Given exercise |
Format everything from the row containing "I'd appreciate your help finding the wooden wall" down to the row containing "[0,175,98,184]", both included, as a Markdown table with two columns, Number and Line. Give each row its number and text, and skip blank lines.

Entries provided |
= = =

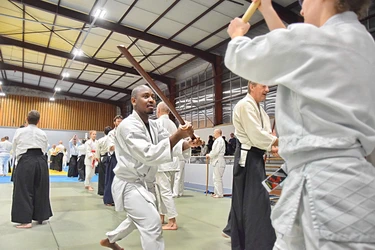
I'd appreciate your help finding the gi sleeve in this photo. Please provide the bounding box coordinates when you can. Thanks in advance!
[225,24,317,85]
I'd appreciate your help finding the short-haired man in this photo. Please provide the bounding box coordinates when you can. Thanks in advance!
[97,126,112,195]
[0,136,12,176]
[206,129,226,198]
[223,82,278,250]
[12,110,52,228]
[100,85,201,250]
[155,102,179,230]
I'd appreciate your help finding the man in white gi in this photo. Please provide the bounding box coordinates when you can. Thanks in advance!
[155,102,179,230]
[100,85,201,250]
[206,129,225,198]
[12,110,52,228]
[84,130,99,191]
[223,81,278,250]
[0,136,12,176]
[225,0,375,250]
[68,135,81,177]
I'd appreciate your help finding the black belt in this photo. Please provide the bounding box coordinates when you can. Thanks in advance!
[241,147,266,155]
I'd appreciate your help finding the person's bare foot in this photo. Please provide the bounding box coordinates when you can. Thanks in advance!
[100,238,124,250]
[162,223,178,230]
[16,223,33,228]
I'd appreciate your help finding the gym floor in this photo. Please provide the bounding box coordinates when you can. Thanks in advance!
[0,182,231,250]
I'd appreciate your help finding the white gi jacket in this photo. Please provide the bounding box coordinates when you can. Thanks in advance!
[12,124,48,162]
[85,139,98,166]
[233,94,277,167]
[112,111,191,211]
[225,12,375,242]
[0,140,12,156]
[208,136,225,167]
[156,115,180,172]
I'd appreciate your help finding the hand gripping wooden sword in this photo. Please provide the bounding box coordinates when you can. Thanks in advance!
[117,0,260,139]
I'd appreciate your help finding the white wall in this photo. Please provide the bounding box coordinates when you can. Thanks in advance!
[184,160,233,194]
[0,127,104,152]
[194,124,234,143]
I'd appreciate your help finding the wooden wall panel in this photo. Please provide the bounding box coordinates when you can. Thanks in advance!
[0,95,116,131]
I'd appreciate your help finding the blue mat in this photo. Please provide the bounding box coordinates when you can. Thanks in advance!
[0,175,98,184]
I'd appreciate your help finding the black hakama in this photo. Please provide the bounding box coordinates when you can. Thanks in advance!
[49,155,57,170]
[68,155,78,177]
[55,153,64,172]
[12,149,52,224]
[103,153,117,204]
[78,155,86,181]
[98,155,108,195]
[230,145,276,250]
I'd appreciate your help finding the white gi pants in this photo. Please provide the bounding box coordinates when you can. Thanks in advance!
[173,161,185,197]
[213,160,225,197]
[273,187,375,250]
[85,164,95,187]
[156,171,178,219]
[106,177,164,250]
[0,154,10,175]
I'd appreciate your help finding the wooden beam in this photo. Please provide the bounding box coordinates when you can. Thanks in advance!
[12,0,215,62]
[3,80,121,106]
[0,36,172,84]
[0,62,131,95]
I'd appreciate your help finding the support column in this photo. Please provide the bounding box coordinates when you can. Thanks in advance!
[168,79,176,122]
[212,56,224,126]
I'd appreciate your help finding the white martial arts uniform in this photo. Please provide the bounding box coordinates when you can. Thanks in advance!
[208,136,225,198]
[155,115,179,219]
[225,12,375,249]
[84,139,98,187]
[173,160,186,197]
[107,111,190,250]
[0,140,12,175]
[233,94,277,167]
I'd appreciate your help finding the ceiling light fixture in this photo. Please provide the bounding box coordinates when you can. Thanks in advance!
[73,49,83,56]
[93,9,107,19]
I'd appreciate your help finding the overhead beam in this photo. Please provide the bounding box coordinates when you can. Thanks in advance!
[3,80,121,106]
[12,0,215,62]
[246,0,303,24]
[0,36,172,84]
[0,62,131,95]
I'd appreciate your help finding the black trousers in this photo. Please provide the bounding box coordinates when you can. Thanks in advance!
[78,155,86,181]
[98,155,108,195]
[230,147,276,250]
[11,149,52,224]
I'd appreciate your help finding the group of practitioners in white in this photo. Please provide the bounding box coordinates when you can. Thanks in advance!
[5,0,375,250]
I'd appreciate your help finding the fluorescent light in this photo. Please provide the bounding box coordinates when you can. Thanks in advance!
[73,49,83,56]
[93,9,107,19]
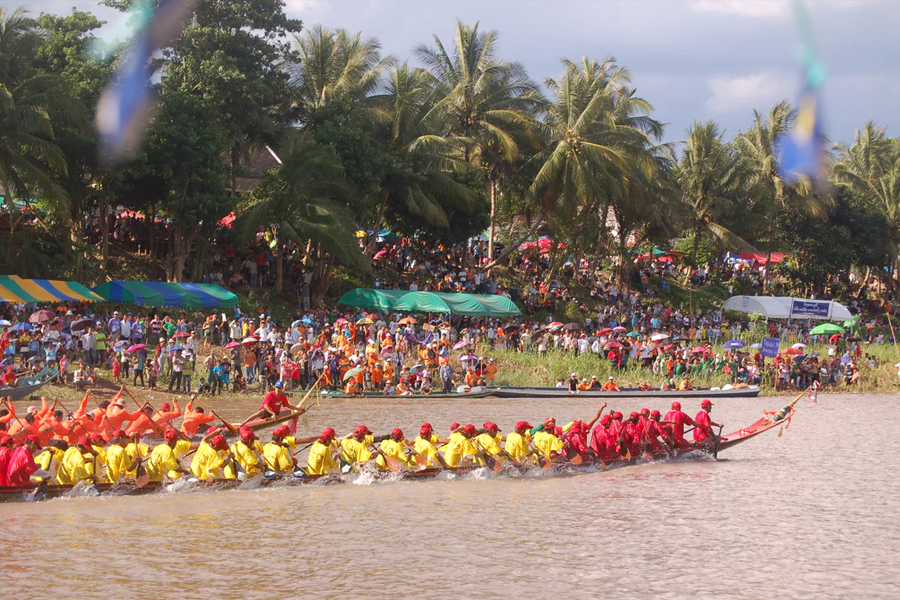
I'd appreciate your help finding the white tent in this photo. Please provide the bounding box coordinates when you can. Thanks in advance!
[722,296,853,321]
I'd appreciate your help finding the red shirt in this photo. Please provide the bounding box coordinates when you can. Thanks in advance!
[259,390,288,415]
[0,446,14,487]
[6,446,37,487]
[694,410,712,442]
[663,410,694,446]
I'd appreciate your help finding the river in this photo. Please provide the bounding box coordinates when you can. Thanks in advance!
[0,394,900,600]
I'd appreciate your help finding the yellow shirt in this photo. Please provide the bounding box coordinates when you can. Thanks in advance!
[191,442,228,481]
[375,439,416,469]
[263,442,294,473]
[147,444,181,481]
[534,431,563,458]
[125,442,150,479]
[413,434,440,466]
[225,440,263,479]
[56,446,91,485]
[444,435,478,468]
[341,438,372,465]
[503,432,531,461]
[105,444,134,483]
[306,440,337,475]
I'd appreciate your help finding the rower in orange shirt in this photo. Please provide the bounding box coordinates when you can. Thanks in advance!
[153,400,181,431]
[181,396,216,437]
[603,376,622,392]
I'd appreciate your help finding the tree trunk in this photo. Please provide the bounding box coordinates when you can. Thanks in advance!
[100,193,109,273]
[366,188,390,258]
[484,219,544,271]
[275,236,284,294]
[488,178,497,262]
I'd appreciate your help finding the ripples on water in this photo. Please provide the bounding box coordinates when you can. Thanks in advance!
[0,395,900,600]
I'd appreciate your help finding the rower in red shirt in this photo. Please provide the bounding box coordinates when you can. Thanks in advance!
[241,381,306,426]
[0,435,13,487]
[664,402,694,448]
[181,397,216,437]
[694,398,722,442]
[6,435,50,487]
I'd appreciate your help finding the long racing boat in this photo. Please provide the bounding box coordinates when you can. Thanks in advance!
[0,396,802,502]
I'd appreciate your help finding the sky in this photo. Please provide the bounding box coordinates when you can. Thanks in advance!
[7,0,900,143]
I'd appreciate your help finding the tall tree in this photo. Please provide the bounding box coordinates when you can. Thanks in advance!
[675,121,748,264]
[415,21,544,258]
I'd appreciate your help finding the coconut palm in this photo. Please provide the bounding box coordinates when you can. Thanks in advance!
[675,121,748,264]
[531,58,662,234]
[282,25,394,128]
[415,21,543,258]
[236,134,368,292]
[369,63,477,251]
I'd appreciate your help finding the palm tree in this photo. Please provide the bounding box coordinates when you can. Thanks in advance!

= = =

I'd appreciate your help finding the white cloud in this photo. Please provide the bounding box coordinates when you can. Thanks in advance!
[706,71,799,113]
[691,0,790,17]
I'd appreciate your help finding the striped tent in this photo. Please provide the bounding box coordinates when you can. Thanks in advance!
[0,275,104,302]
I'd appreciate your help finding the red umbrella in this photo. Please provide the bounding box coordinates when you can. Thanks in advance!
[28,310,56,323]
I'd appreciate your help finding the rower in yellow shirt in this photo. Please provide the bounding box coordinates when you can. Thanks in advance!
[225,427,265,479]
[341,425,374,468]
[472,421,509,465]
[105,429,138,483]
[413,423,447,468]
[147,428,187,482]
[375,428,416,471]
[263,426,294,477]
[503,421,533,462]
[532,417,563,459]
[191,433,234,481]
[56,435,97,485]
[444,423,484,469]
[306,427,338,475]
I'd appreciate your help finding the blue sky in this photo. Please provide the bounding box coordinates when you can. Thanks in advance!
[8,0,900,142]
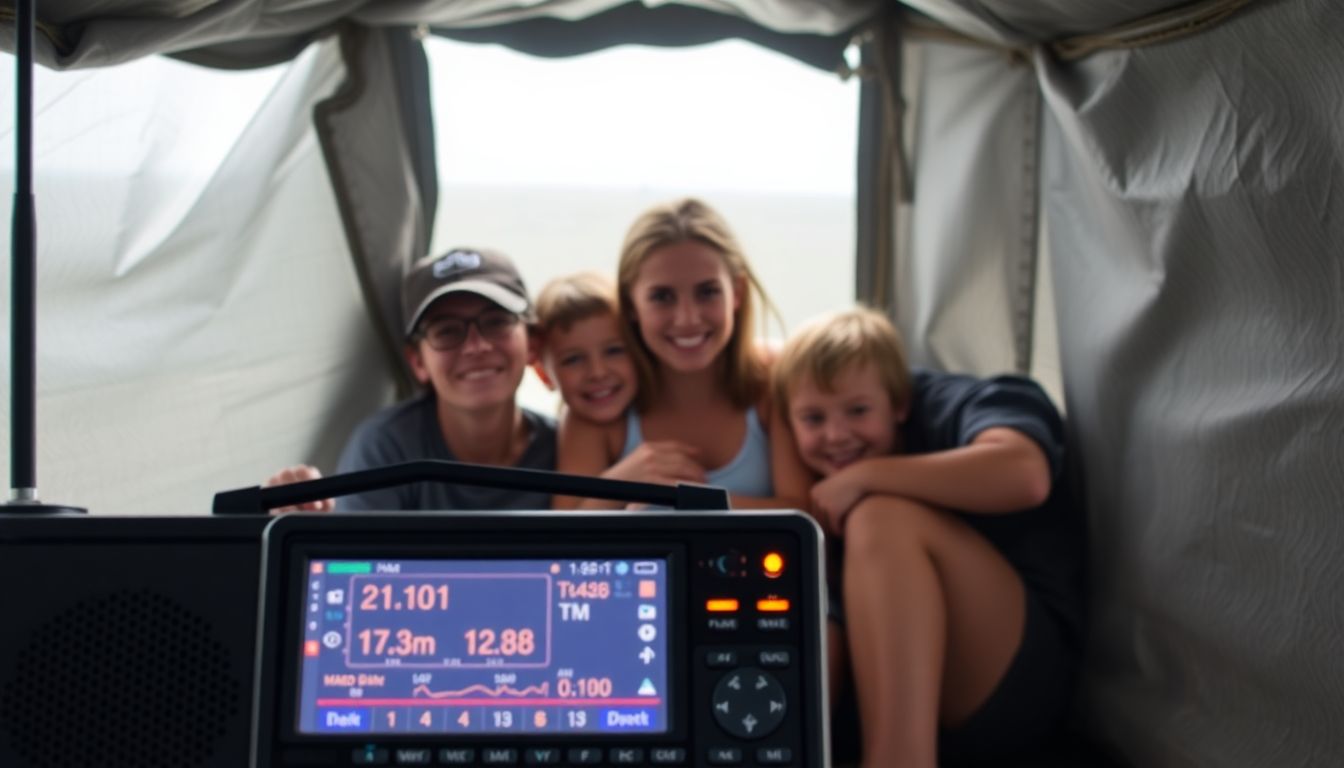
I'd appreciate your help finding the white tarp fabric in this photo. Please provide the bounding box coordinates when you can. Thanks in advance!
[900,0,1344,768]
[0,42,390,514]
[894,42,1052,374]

= = =

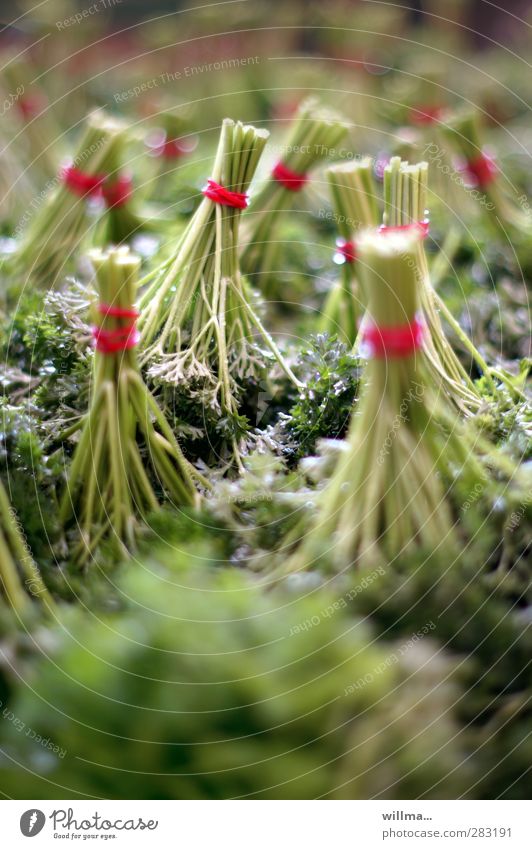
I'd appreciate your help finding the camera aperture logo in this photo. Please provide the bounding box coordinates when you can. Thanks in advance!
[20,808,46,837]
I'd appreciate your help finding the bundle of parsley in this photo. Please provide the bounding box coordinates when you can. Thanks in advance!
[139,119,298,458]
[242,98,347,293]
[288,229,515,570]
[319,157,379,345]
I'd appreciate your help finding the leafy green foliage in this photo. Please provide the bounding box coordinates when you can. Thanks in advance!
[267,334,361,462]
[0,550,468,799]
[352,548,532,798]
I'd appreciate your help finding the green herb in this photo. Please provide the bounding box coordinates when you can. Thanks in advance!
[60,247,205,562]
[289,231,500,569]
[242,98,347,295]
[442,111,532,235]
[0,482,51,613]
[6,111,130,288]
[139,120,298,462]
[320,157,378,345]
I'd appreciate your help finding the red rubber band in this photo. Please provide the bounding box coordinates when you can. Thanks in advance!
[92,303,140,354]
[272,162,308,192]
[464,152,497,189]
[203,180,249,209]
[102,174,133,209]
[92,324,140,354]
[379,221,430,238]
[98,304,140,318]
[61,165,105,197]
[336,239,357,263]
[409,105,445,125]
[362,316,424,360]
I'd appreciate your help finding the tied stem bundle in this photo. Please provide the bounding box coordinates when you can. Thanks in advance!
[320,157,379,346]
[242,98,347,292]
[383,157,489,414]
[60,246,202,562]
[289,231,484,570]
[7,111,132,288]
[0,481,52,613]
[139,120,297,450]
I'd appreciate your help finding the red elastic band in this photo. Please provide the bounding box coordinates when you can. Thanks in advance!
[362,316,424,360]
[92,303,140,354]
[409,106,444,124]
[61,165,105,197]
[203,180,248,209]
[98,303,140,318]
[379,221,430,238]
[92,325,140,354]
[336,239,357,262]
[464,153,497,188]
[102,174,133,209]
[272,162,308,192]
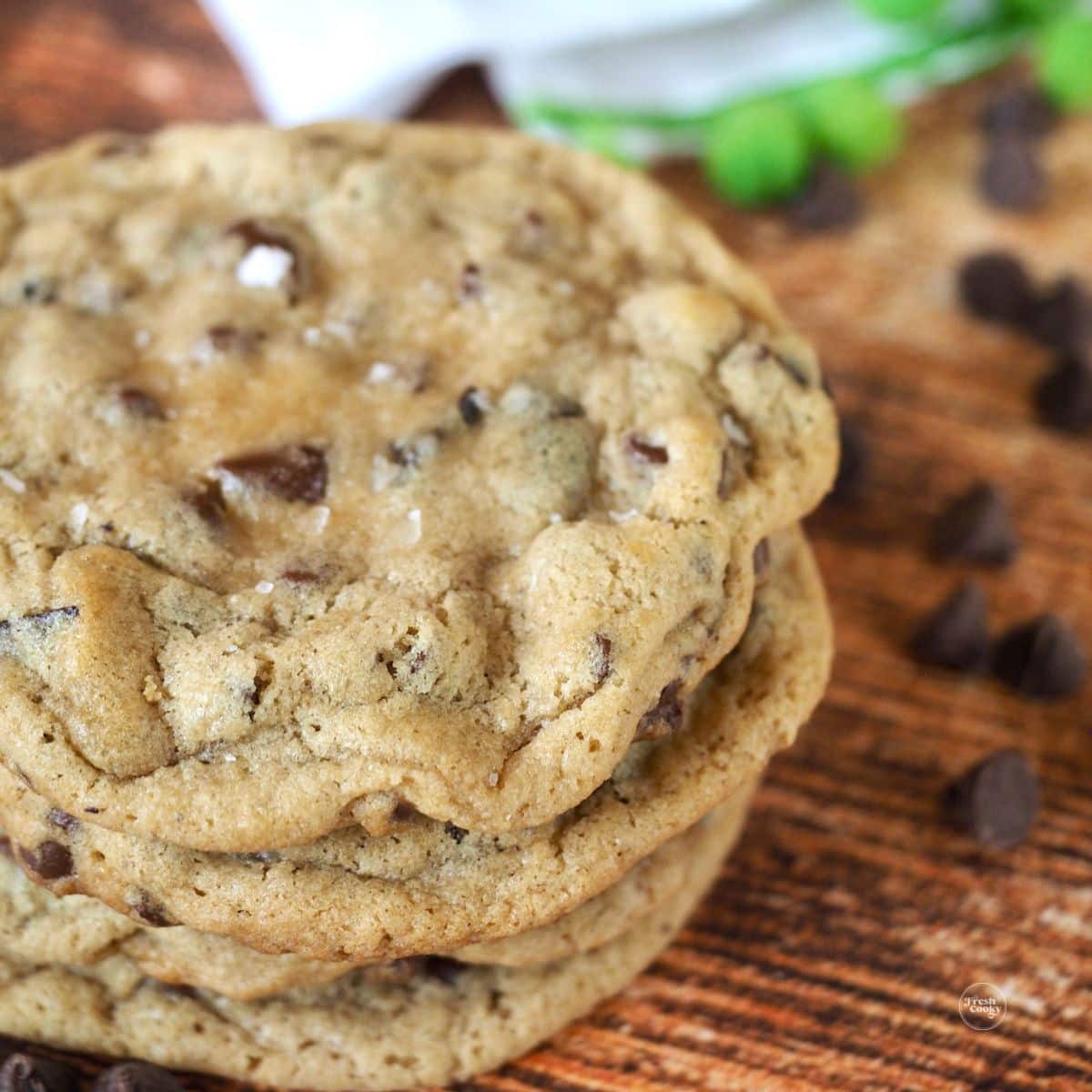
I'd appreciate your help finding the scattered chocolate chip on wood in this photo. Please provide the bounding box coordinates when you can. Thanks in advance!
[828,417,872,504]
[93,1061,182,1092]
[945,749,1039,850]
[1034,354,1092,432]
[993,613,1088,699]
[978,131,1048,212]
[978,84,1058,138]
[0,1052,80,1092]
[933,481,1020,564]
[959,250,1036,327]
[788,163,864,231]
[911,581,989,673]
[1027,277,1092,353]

= = =

Task answer |
| Number | Line |
|---|---|
| 1 | I'd appreciate your help finding the wooden wall panel in this photo. Please provide the bounding box coordinates when you can. Thanks in advance! |
| 2 | [0,95,116,131] |
| 3 | I'd appreciate your help finding the blue mat in this photo. Please provide the bounding box coordinates when you can. Thanks in advance! |
| 4 | [0,175,98,184] |